Top of Provided entries

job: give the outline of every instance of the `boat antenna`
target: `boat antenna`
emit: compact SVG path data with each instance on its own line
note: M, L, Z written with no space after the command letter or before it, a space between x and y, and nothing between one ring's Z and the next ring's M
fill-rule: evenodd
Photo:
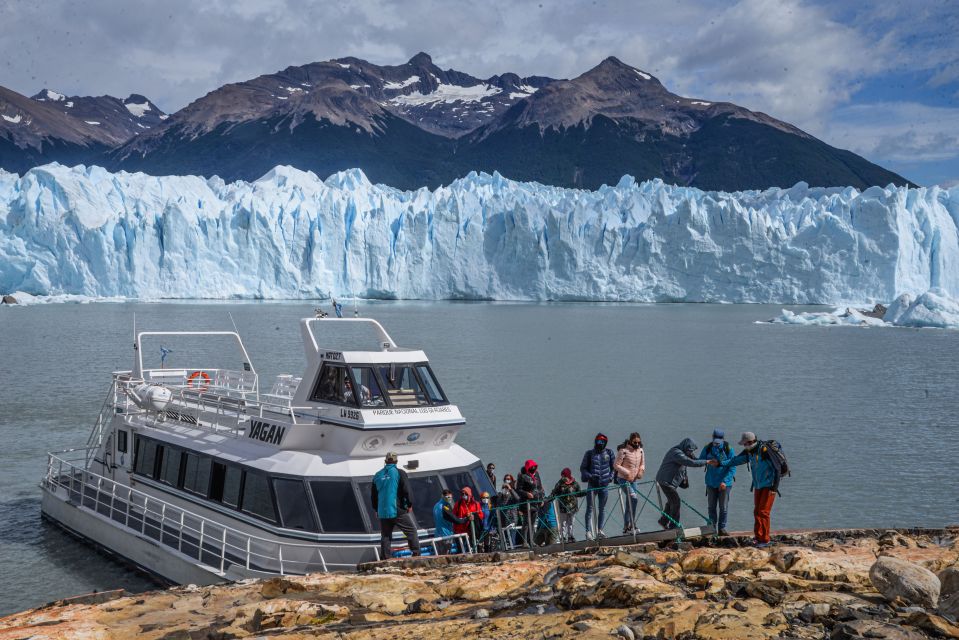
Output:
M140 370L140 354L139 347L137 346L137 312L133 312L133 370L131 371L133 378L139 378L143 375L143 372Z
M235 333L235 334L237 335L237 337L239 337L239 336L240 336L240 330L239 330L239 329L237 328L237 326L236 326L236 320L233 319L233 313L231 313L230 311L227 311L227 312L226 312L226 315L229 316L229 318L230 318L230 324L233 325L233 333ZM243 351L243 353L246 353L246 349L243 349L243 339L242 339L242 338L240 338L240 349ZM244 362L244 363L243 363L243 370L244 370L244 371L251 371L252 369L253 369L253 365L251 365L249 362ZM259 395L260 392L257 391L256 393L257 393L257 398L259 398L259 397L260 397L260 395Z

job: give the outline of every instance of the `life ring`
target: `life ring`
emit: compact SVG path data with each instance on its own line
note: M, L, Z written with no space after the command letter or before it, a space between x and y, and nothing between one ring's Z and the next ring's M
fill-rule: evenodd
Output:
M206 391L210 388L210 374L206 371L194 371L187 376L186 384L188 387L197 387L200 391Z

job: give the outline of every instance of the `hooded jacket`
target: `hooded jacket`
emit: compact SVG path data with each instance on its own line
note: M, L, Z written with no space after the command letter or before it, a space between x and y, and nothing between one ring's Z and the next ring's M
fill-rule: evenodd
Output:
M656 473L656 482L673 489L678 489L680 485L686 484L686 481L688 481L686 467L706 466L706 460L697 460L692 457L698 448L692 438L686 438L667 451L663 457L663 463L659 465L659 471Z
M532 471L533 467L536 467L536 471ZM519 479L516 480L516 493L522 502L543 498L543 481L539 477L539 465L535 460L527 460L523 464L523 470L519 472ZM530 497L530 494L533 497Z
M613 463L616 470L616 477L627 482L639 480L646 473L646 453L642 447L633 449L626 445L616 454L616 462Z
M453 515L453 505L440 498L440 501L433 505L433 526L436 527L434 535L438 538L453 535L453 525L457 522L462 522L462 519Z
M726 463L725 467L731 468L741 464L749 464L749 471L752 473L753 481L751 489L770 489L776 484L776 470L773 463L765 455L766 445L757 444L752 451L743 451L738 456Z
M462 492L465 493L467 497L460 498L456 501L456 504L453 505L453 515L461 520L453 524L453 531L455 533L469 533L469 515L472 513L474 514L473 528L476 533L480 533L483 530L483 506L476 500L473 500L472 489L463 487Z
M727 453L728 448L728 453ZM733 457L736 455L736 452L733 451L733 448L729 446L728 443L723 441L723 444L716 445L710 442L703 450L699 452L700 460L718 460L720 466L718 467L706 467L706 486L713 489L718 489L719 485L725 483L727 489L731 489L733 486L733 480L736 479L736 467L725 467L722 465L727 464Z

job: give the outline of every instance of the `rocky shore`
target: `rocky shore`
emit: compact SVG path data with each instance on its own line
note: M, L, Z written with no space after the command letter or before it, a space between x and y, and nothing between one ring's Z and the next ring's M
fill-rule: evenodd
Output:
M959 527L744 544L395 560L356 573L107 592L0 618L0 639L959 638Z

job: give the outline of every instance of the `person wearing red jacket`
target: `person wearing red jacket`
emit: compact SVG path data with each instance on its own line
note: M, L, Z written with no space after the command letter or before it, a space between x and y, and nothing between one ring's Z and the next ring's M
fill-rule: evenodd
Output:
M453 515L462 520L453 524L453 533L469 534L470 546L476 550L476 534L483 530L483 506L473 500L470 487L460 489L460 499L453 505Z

Bottom of Provided entries

## Brief
Could you write out all the records exactly, without the pictures?

## Output for this task
job: give the outline of every instance of the `boat antenna`
target: `boat antenna`
emit: compact SVG path data with each instance on its own line
note: M, L, Z written with no space after the command letter or before it, a space between x and y, and nothing between one ring's Z and the next ring's M
fill-rule: evenodd
Photo:
Output:
M140 370L140 354L139 347L137 346L137 312L133 312L133 370L131 371L133 378L139 378L143 375L143 372Z
M235 333L235 334L237 335L237 337L239 337L239 336L240 336L240 330L239 330L239 329L237 328L237 326L236 326L236 320L233 319L233 313L231 313L230 311L227 311L227 312L226 312L226 315L229 316L229 318L230 318L230 324L233 325L233 333ZM243 351L243 353L246 353L246 349L243 349L243 339L242 339L242 338L240 338L240 349ZM244 362L244 363L243 363L243 370L244 370L244 371L251 371L252 369L253 369L253 365L251 365L249 362ZM259 395L260 392L257 391L256 393L257 393L257 398L259 398L259 397L260 397L260 395Z

job: give the outline of every instance of the `life ring`
target: `life ring`
emit: compact SVG path data with each instance on its own line
note: M, L, Z written with no space after the command letter or before it, a space between x and y, and nothing between one ring's Z and the next ring's M
fill-rule: evenodd
Output:
M206 391L210 388L210 374L206 371L194 371L187 376L186 384L188 387L197 387L200 391Z

job: give the outline of every instance of the `hooded jacket`
target: `hooded jacket`
emit: compact SVG path data with each instance on its own line
note: M, L, Z written with no space after the command letter or before it, a space between x and y, and nothing between one ring's Z and the next ring's M
fill-rule: evenodd
Output:
M656 473L656 482L673 489L678 489L680 485L686 484L686 481L688 481L686 467L706 466L706 460L697 460L692 457L698 448L692 438L686 438L667 451L663 457L663 463L659 465L659 471Z
M532 471L533 467L536 467L536 471ZM519 479L516 480L516 493L522 502L543 498L543 481L539 477L539 465L535 460L527 460L523 464L523 470L519 472ZM530 497L530 494L533 497Z
M613 463L616 470L616 477L627 482L639 480L646 473L646 453L642 447L633 449L626 445L616 454L616 462Z
M453 515L453 505L440 498L440 501L433 505L433 526L436 527L434 535L438 538L453 535L453 525L457 522L462 522L462 519Z
M726 463L725 467L731 468L741 464L749 464L749 471L752 473L753 481L751 489L770 489L776 484L776 470L773 463L765 455L766 445L757 444L752 451L743 451L738 456Z
M462 492L465 493L467 497L460 498L456 501L456 504L453 505L453 515L461 520L453 524L453 531L455 533L469 533L469 515L472 513L474 514L473 528L476 533L480 533L483 530L483 506L476 500L473 500L472 489L463 487Z
M727 453L728 448L728 453ZM733 457L736 455L736 452L733 451L733 448L729 446L728 443L723 441L723 444L716 445L710 442L703 450L699 452L700 460L718 460L720 466L718 467L706 467L706 486L713 489L718 489L719 485L725 483L727 489L731 489L733 486L733 480L736 479L736 467L725 467L722 465L727 464Z

job: give the outline of every instance of the `rocky shore`
target: `rocky shore`
emit: compact SVG path data with each instance on its own line
note: M, L, Z written with no space after the command letter or before it, a space between x and y, and nothing between one ring's Z and the next ring's M
fill-rule: evenodd
Output:
M959 527L744 544L395 560L356 573L107 592L0 618L0 639L959 638Z

job: give the outline of every instance of the `person wearing red jacket`
target: `person wearing red jacket`
emit: compact SVG path data with each instance on its own line
note: M, L, Z written with no space after the command letter or before it, a space between x and y, and nothing between one ring's Z and the next ring's M
fill-rule: evenodd
Output:
M453 515L462 520L453 524L453 533L469 534L470 546L476 550L476 534L483 530L483 506L473 500L470 487L460 489L460 499L453 505Z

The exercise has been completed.